(DATASET CONTENT Opens)

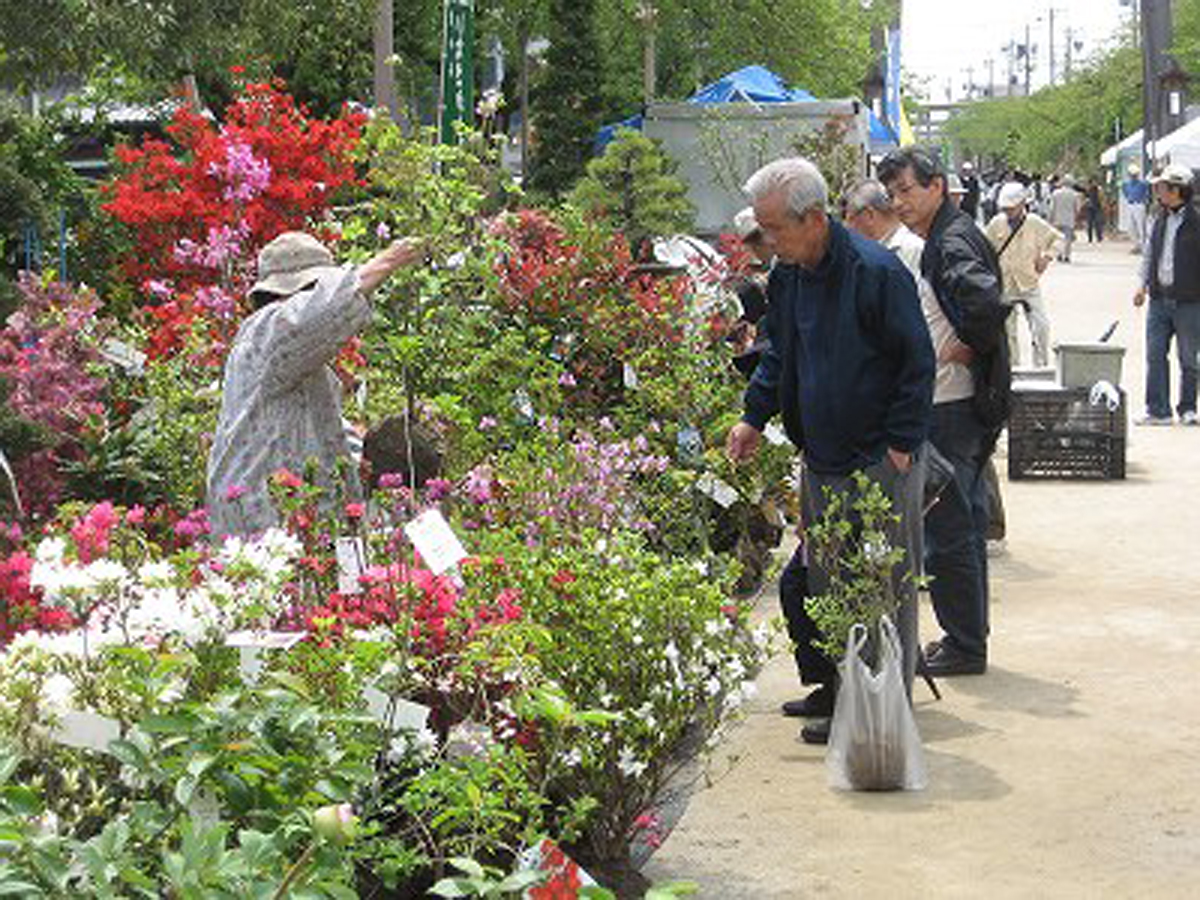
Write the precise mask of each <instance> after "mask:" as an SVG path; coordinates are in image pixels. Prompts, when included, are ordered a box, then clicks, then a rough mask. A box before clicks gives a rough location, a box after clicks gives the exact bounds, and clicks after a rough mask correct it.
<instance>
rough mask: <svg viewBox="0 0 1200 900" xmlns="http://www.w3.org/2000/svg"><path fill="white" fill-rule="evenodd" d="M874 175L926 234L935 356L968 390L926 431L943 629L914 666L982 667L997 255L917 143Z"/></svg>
mask: <svg viewBox="0 0 1200 900" xmlns="http://www.w3.org/2000/svg"><path fill="white" fill-rule="evenodd" d="M878 178H880V181H882V182H883V184H884V185H886V186H887V188H888V193H889V194H890V197H892V203H893V205H894V208H895V211H896V215H899V216H900V221H901V222H904V223H905V224H906V226H907V227H908V228H910V229H911V230H913V232H914V233H916V234H918V235H919V236H922V238H924V239H925V248H924V251H922V258H920V271H922V275H923V276H924V277H925V278H926V280H928V281H929V283H930V287H932V289H934V295H935V298H936V299H937V301H938V305H940V306H941V307H942V312H943V313H944V314H946V318H947V320H948V322H949V323H950V325H952V328H953V331H954V334H953V336H950V337H949V338H948V340H946V341H944V342H942V344H941V346H940V347H938V350H937V359H938V362H955V364H960V365H964V366H967V367H968V368H970V370H971V373H972V378H971V385H970V395H968V396H962V397H958V398H955V400H948V401H947V402H944V403H937V404H936V406H935V407H934V419H932V428H931V431H930V440H932V443H934V446H936V448H937V449H938V451H940V452H941V454H942V456H944V457H946V458H947V460H949V461H950V463H952V464H953V467H954V480H953V484H950V485H949V486H948V487H947V488H946V490H944V491H943V492H942V494H941V498H940V499H938V502H937V503H936V504H935V505H934V508H932V509H931V510H930V511H929V512H928V514H926V516H925V571H926V572H928V574H929V575H930V576H931V577H932V581H931V583H930V596H931V599H932V601H934V611H935V613H936V614H937V620H938V623H940V624H941V625H942V629H943V631H944V632H946V634H944V636H943V637H942V638H941V640H940V641H934V642H931V643H930V644H929V646H926V648H925V660H924V664H923V670H922V671H923V672H924V673H926V674H931V676H967V674H982V673H983V672H985V671H986V668H988V629H989V625H988V553H986V533H988V521H989V517H988V494H986V485H985V482H984V478H983V470H984V467H985V466H986V464H988V461H989V460H990V457H991V452H992V450H994V449H995V445H996V439H997V437H998V434H1000V428H1001V427H1002V425H1003V420H1004V418H1007V410H1008V389H1009V382H1010V377H1012V374H1010V370H1009V365H1008V341H1007V338H1006V335H1004V320H1006V318H1007V317H1008V313H1009V307H1008V306H1006V305H1004V302H1003V296H1002V290H1001V276H1000V263H998V262H997V259H996V252H995V250H994V248H992V246H991V244H990V242H989V241H988V239H986V238H985V236H984V233H983V232H982V230H980V229H979V228H978V227H977V226H976V223H974V222H973V221H972V220H971V217H970V216H967V215H966V214H965V212H962V211H961V210H959V209H956V208H955V206H954V204H953V203H950V200H949V198H948V197H947V191H946V182H947V176H946V170H944V169H943V168H942V164H941V162H940V161H938V160H937V157H936V156H935V155H934V154H932V152H930V151H926V150H923V149H920V148H902V149H900V150H894V151H892V152H889V154H888V155H887V156H884V157H883V160H882V161H881V162H880V166H878Z"/></svg>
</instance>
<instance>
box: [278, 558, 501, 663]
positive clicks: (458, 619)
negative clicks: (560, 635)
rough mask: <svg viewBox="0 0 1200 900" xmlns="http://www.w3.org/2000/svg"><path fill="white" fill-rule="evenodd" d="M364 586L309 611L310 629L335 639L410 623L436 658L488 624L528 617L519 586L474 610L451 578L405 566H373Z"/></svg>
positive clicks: (498, 593)
mask: <svg viewBox="0 0 1200 900" xmlns="http://www.w3.org/2000/svg"><path fill="white" fill-rule="evenodd" d="M361 582H362V593H361V594H342V593H337V592H335V593H332V594H330V595H329V599H328V600H326V601H325V602H324V604H322V605H319V606H317V607H312V608H308V610H306V611H305V612H304V614H302V620H304V624H305V626H306V628H307V629H308V630H310V631H314V632H320V634H325V635H329V636H331V637H332V636H337V635H342V634H344V631H346V629H366V628H371V626H372V625H390V624H394V623H397V622H406V623H408V625H409V628H410V634H412V637H413V641H414V646H415V647H416V650H418V653H420V654H421V655H424V656H426V658H430V659H434V658H438V656H442V655H443V654H445V653H452V652H455V650H457V649H458V648H460V647H461V644H462V643H464V642H466V641H469V640H470V638H472V637H474V636H475V634H478V631H479V630H480V629H481V628H484V626H485V625H491V624H503V623H506V622H514V620H516V619H520V618H521V617H522V614H523V611H522V608H521V604H520V600H521V592H520V590H518V589H516V588H502V589H500V590H498V592H497V593H496V596H494V599H492V600H491V601H490V602H480V604H479V605H478V606H475V607H474V608H470V607H469V606H468V605H467V604H464V602H463V600H464V596H466V594H467V592H464V590H460V588H458V587H456V584H455V582H454V581H451V580H450V578H449V577H446V576H443V575H434V574H433V572H431V571H430V570H427V569H421V568H419V566H409V565H404V564H401V563H396V564H392V565H389V566H372V568H371V569H368V570H367V572H366V574H365V575H364V576H362V578H361ZM330 620H332V623H334V625H332V629H330V628H329V625H328V623H329V622H330Z"/></svg>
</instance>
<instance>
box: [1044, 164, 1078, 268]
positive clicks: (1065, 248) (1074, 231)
mask: <svg viewBox="0 0 1200 900" xmlns="http://www.w3.org/2000/svg"><path fill="white" fill-rule="evenodd" d="M1081 205H1082V204H1081V200H1080V196H1079V191H1076V190H1075V179H1073V178H1072V176H1070V175H1063V176H1062V178H1061V179H1060V180H1058V186H1057V187H1056V188H1055V190H1054V191H1051V192H1050V200H1049V203H1048V205H1046V212H1048V215H1049V216H1050V224H1052V226H1054V227H1055V228H1057V229H1058V230H1060V232H1061V233H1062V246H1061V248H1060V250H1058V262H1060V263H1069V262H1070V247H1072V245H1074V242H1075V223H1076V222H1078V221H1079V210H1080V206H1081Z"/></svg>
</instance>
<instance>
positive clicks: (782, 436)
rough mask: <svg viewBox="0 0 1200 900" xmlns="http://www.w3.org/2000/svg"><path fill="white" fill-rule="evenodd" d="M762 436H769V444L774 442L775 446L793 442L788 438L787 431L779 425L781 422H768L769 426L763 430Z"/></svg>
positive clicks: (762, 431) (765, 437)
mask: <svg viewBox="0 0 1200 900" xmlns="http://www.w3.org/2000/svg"><path fill="white" fill-rule="evenodd" d="M762 436H763V437H764V438H767V443H768V444H774V445H775V446H782V445H784V444H791V443H792V442H791V440H788V439H787V432H786V431H784V430H782V428H781V427H780V426H779V422H768V424H767V427H766V428H763V430H762Z"/></svg>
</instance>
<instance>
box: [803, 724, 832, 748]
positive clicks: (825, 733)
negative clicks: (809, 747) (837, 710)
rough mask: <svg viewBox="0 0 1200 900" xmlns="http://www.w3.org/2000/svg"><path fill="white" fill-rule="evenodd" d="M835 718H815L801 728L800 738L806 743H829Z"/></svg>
mask: <svg viewBox="0 0 1200 900" xmlns="http://www.w3.org/2000/svg"><path fill="white" fill-rule="evenodd" d="M832 724H833V719H814V720H812V721H811V722H808V724H805V726H804V727H803V728H800V740H803V742H804V743H805V744H828V743H829V726H830V725H832Z"/></svg>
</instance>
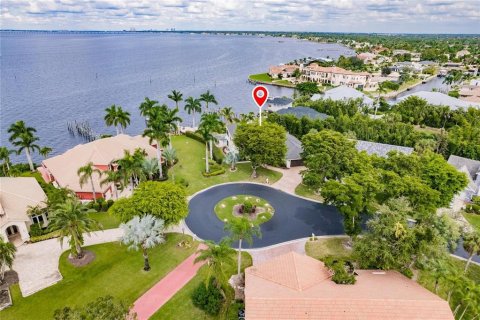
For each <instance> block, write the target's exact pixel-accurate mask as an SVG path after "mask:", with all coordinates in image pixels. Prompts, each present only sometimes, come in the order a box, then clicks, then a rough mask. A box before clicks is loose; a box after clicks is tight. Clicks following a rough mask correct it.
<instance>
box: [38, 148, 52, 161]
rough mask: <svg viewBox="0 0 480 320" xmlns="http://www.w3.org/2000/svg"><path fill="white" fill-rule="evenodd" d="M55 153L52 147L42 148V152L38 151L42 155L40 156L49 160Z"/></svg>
mask: <svg viewBox="0 0 480 320" xmlns="http://www.w3.org/2000/svg"><path fill="white" fill-rule="evenodd" d="M52 151H53V149H52V148H50V147H47V146H45V147H41V148H40V150H39V151H38V153H40V155H41V156H42V157H43V158H44V159H47V157H48V155H49V154H50V153H51V152H52Z"/></svg>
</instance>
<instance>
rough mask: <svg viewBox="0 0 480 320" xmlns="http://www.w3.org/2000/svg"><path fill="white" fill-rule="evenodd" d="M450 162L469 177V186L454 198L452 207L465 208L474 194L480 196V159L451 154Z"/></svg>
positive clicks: (454, 208) (476, 195)
mask: <svg viewBox="0 0 480 320" xmlns="http://www.w3.org/2000/svg"><path fill="white" fill-rule="evenodd" d="M448 163H449V164H451V165H452V166H454V167H455V168H457V170H458V171H460V172H463V173H465V175H466V176H467V179H468V185H467V187H466V188H465V189H464V190H462V191H461V192H460V193H459V194H457V195H456V196H455V198H454V199H453V203H452V207H453V208H454V209H456V210H458V209H460V208H463V207H464V206H465V204H466V203H469V202H470V201H471V200H472V197H474V196H480V161H478V160H472V159H468V158H463V157H459V156H455V155H451V156H450V157H449V158H448Z"/></svg>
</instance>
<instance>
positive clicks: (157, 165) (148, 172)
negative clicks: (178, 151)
mask: <svg viewBox="0 0 480 320" xmlns="http://www.w3.org/2000/svg"><path fill="white" fill-rule="evenodd" d="M164 157H165V153H164ZM165 158H166V157H165ZM142 167H143V172H144V173H145V174H146V175H147V177H148V180H153V175H154V174H155V173H156V172H158V161H157V159H153V158H152V159H147V158H146V159H144V160H143V163H142Z"/></svg>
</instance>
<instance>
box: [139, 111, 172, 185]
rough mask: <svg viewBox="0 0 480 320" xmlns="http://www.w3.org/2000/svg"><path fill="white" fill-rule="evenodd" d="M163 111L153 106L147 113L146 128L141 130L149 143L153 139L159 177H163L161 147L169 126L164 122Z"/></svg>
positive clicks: (164, 112) (166, 136)
mask: <svg viewBox="0 0 480 320" xmlns="http://www.w3.org/2000/svg"><path fill="white" fill-rule="evenodd" d="M164 116H165V112H164V110H163V109H162V108H161V107H156V108H153V109H152V110H151V111H150V113H149V119H148V121H147V128H146V129H145V130H144V131H143V136H144V137H148V138H149V140H150V144H151V143H152V142H153V141H155V143H156V148H157V160H158V170H159V174H160V179H162V178H163V170H162V149H161V147H163V146H164V145H165V141H166V140H167V138H168V131H169V127H168V126H167V125H166V124H165V122H164Z"/></svg>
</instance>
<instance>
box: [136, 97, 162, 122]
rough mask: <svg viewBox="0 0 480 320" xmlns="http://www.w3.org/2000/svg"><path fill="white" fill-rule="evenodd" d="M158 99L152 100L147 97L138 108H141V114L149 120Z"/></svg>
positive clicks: (157, 102)
mask: <svg viewBox="0 0 480 320" xmlns="http://www.w3.org/2000/svg"><path fill="white" fill-rule="evenodd" d="M157 104H158V101H156V100H150V99H149V98H147V97H145V100H144V101H143V102H142V103H141V104H140V107H138V109H139V110H140V115H142V116H143V117H145V118H146V119H147V121H148V118H149V115H150V112H151V111H152V110H153V109H154V108H155V107H156V106H157Z"/></svg>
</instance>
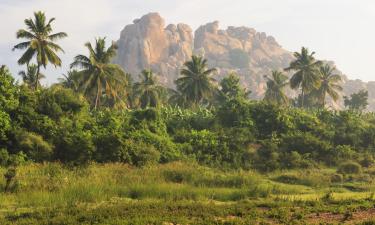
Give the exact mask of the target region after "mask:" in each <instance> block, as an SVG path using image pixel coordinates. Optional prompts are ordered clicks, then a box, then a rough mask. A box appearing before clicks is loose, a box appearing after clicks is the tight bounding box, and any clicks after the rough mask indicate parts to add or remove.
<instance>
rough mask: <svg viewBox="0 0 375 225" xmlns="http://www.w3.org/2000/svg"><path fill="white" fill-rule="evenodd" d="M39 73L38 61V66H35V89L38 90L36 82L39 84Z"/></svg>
mask: <svg viewBox="0 0 375 225" xmlns="http://www.w3.org/2000/svg"><path fill="white" fill-rule="evenodd" d="M39 73H40V63H38V68H37V70H36V81H35V91H37V90H38V84H39Z"/></svg>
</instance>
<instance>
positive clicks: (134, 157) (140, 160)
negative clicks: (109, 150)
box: [117, 139, 160, 166]
mask: <svg viewBox="0 0 375 225" xmlns="http://www.w3.org/2000/svg"><path fill="white" fill-rule="evenodd" d="M117 154H118V155H117V158H118V159H119V160H120V161H121V162H124V163H129V164H131V165H135V166H146V165H150V164H156V163H158V162H159V160H160V152H158V151H157V150H156V149H155V148H154V146H152V145H149V144H146V143H143V142H136V141H133V140H131V139H129V140H126V141H125V142H124V143H123V147H122V148H121V150H120V151H119V152H118V153H117Z"/></svg>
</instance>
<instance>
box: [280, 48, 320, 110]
mask: <svg viewBox="0 0 375 225" xmlns="http://www.w3.org/2000/svg"><path fill="white" fill-rule="evenodd" d="M314 55H315V52H312V53H309V50H308V49H307V48H305V47H302V49H301V53H299V52H295V53H294V57H295V58H296V59H295V60H294V61H292V62H291V63H290V65H289V67H288V68H286V69H285V71H290V70H293V71H296V72H295V73H294V74H293V76H292V78H291V79H290V87H291V88H292V89H297V88H301V97H302V101H301V106H302V107H304V99H305V95H306V94H308V93H309V92H310V91H312V90H313V89H316V88H318V87H319V85H320V83H319V81H320V80H319V67H320V66H321V65H322V62H321V61H319V60H315V58H314Z"/></svg>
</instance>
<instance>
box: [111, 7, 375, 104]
mask: <svg viewBox="0 0 375 225" xmlns="http://www.w3.org/2000/svg"><path fill="white" fill-rule="evenodd" d="M117 43H118V46H119V49H118V55H117V57H116V59H115V63H117V64H119V65H121V66H122V67H123V68H124V69H125V70H126V71H127V72H129V73H131V74H132V75H133V78H134V79H135V80H137V79H138V74H139V73H140V72H141V70H143V69H152V70H153V71H154V72H155V73H156V74H158V75H159V77H158V78H159V81H160V82H161V83H162V84H164V85H167V86H169V87H173V86H174V80H176V79H177V77H178V76H179V72H180V70H181V68H182V66H183V64H184V62H185V61H187V60H189V59H190V57H191V55H192V54H196V55H201V56H204V57H205V58H206V59H207V60H208V63H209V66H210V67H215V68H217V70H218V72H217V74H215V78H216V79H217V80H218V81H219V80H220V79H222V78H223V77H224V76H226V75H227V74H228V73H230V72H236V73H237V74H238V75H239V76H240V79H241V84H242V85H243V86H244V87H246V88H247V89H248V90H251V92H252V94H251V97H252V98H254V99H260V98H263V96H264V92H265V91H266V80H265V78H264V76H265V75H269V74H270V73H271V71H272V70H283V69H284V68H286V67H287V66H288V65H289V63H290V62H291V61H292V60H293V55H292V53H291V52H289V51H287V50H285V49H283V48H282V46H280V45H279V44H278V43H277V41H276V40H275V38H274V37H272V36H269V35H267V34H266V33H264V32H257V31H256V30H255V29H253V28H248V27H243V26H242V27H233V26H229V27H228V28H227V29H225V30H222V29H220V26H219V22H218V21H214V22H211V23H207V24H205V25H202V26H200V27H199V28H198V29H197V30H196V31H195V33H194V37H193V32H192V29H191V28H190V27H189V26H188V25H186V24H177V25H175V24H169V25H167V26H166V25H165V21H164V19H163V18H161V17H160V15H159V14H158V13H149V14H147V15H145V16H143V17H141V18H140V19H136V20H134V22H133V24H130V25H127V26H125V28H124V29H123V31H122V32H121V36H120V39H119V40H118V42H117ZM326 63H329V64H331V65H332V66H334V63H333V62H328V61H327V62H326ZM337 73H339V74H340V75H342V77H343V82H342V85H343V88H344V91H343V93H342V96H345V95H350V94H352V93H354V92H357V91H359V90H361V89H365V90H369V102H370V107H369V109H371V110H375V82H369V83H366V82H362V81H360V80H349V79H347V78H346V76H345V75H343V74H342V73H341V72H340V71H337ZM288 75H291V74H288ZM286 91H287V94H288V95H289V96H290V97H296V95H297V92H295V91H293V90H290V89H287V90H286ZM327 101H328V102H329V103H330V105H331V106H332V107H333V108H336V109H339V108H343V101H342V98H341V100H340V101H339V102H337V103H333V102H332V101H330V100H329V99H327Z"/></svg>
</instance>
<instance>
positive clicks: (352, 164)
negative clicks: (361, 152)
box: [337, 161, 362, 174]
mask: <svg viewBox="0 0 375 225" xmlns="http://www.w3.org/2000/svg"><path fill="white" fill-rule="evenodd" d="M337 172H339V173H341V174H359V173H361V172H362V167H361V165H359V164H358V163H356V162H350V161H349V162H345V163H342V164H341V165H340V166H339V168H338V170H337Z"/></svg>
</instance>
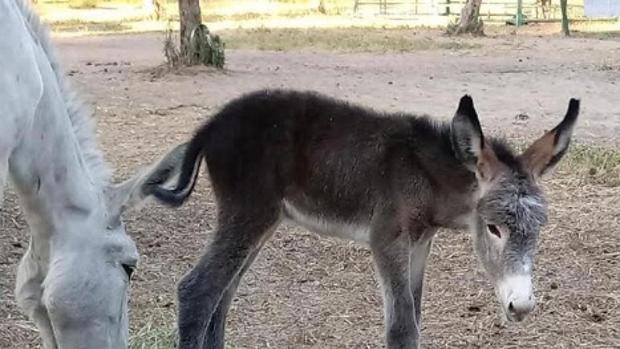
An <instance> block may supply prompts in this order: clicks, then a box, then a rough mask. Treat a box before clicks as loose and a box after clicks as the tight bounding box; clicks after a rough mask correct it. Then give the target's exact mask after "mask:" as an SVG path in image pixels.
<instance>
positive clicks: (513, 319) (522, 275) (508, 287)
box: [497, 275, 536, 322]
mask: <svg viewBox="0 0 620 349" xmlns="http://www.w3.org/2000/svg"><path fill="white" fill-rule="evenodd" d="M497 291H498V297H499V301H500V302H501V304H502V308H503V309H504V312H505V313H506V318H507V319H508V320H509V321H515V322H519V321H522V320H523V319H525V318H526V316H527V315H528V314H529V313H531V312H532V310H534V306H535V305H536V299H535V298H534V292H533V289H532V280H531V277H530V276H529V275H515V276H509V277H506V278H504V279H503V280H501V281H500V282H499V284H498V287H497Z"/></svg>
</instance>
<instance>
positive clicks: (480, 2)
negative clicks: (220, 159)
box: [454, 0, 483, 35]
mask: <svg viewBox="0 0 620 349" xmlns="http://www.w3.org/2000/svg"><path fill="white" fill-rule="evenodd" d="M481 5H482V0H467V1H466V2H465V5H463V9H462V10H461V17H459V22H458V24H457V27H456V30H455V32H454V33H455V34H463V33H471V34H476V35H481V34H483V29H482V21H481V20H480V18H478V15H479V14H480V6H481Z"/></svg>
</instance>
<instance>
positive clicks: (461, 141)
mask: <svg viewBox="0 0 620 349" xmlns="http://www.w3.org/2000/svg"><path fill="white" fill-rule="evenodd" d="M578 114H579V101H578V100H576V99H571V101H570V103H569V106H568V111H567V113H566V116H565V117H564V120H562V122H561V123H560V124H558V125H557V126H556V127H555V128H554V129H552V130H551V131H549V132H547V133H546V134H545V135H543V136H542V137H541V138H540V139H538V140H537V141H535V142H534V143H533V144H532V145H531V146H530V147H529V148H527V150H525V152H523V153H522V154H521V155H518V156H515V155H513V153H512V151H511V150H510V148H509V147H508V146H507V145H505V144H504V143H502V142H500V141H497V140H492V139H485V137H484V136H483V134H482V129H481V127H480V122H479V121H478V115H477V113H476V110H475V109H474V104H473V101H472V99H471V98H470V97H469V96H464V97H463V98H462V99H461V101H460V104H459V107H458V110H457V112H456V115H455V116H454V119H453V120H452V128H451V137H452V145H453V149H454V152H455V153H456V156H457V158H458V159H459V160H461V161H462V163H463V164H464V165H465V166H467V168H469V169H470V170H471V171H472V172H473V173H475V175H476V179H477V187H476V190H475V192H474V193H473V195H474V202H475V207H476V209H475V212H474V215H473V216H472V217H471V230H472V233H473V236H474V246H475V250H476V253H477V255H478V257H479V259H480V261H481V262H482V265H483V266H484V268H485V270H486V272H487V274H488V275H489V277H490V279H491V281H492V282H493V283H494V284H495V290H496V294H497V297H498V300H499V302H500V304H501V306H502V309H503V310H504V314H505V315H506V317H507V318H508V320H510V321H521V320H523V319H524V318H525V316H526V315H527V314H529V313H530V312H531V311H532V310H533V309H534V304H535V298H534V293H533V287H532V268H533V259H534V254H535V250H536V242H537V240H538V235H539V232H540V229H541V227H542V226H543V225H544V224H545V223H546V220H547V213H546V211H547V204H546V202H545V199H544V196H543V193H542V191H541V189H540V187H539V185H538V180H539V178H540V177H541V176H542V175H543V174H544V173H545V172H546V171H547V170H549V169H550V168H551V167H553V166H554V165H555V164H557V163H558V161H559V160H560V158H561V157H562V156H563V155H564V153H565V152H566V150H567V148H568V145H569V143H570V138H571V134H572V131H573V127H574V125H575V122H576V120H577V115H578Z"/></svg>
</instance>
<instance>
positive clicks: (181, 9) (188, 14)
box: [179, 0, 202, 65]
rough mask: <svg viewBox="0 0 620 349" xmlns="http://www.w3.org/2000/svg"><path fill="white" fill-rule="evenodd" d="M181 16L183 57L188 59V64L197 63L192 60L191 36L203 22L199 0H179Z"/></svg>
mask: <svg viewBox="0 0 620 349" xmlns="http://www.w3.org/2000/svg"><path fill="white" fill-rule="evenodd" d="M179 16H180V19H181V30H180V35H181V40H180V43H181V45H180V52H181V57H182V59H184V60H186V61H185V63H186V64H190V65H191V64H196V63H197V62H194V61H192V60H193V59H194V55H193V54H192V53H191V52H192V50H191V47H190V37H191V35H192V30H194V29H195V28H197V27H198V26H199V25H200V24H201V23H202V19H201V17H200V2H199V0H179Z"/></svg>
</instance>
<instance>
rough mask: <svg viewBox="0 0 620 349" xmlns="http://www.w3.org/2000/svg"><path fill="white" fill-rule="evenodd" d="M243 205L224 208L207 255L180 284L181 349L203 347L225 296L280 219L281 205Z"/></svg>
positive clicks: (210, 244)
mask: <svg viewBox="0 0 620 349" xmlns="http://www.w3.org/2000/svg"><path fill="white" fill-rule="evenodd" d="M243 205H244V204H240V205H238V206H237V208H231V209H226V208H224V209H222V211H221V212H222V214H221V215H220V217H219V218H220V220H219V227H218V229H217V231H216V232H215V236H214V238H213V241H212V242H211V243H210V245H209V247H208V250H207V252H206V253H205V254H204V255H203V256H202V257H201V258H200V261H199V262H198V264H197V265H196V266H195V267H194V269H192V270H191V271H190V272H189V273H188V274H187V275H185V276H184V277H183V279H182V280H181V282H180V283H179V287H178V296H179V347H178V349H200V348H202V344H203V343H204V342H205V335H206V332H207V329H208V326H209V321H210V319H211V317H212V316H213V314H214V312H215V311H216V309H217V306H218V304H219V303H220V301H221V300H222V298H223V296H224V293H225V292H226V290H227V289H228V288H229V286H231V283H232V282H233V280H234V279H235V278H237V277H238V276H239V273H240V272H241V270H242V268H243V267H244V265H245V264H246V262H247V261H248V258H249V257H250V256H252V255H253V254H255V253H257V252H258V249H259V246H260V244H261V242H262V241H263V237H264V236H265V235H266V234H267V232H269V231H270V230H272V229H273V227H274V226H275V225H276V224H277V223H278V221H279V219H280V215H281V208H280V206H279V204H271V205H259V204H254V205H252V207H248V208H243ZM227 206H228V207H234V206H235V205H227ZM246 206H247V205H246ZM232 286H235V285H232ZM225 301H228V302H229V301H230V300H225ZM222 310H224V309H222ZM216 344H219V343H216Z"/></svg>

(DATASET CONTENT Closes)

Output the number of lines in the records above that contain the string "ordered", and no other text.

2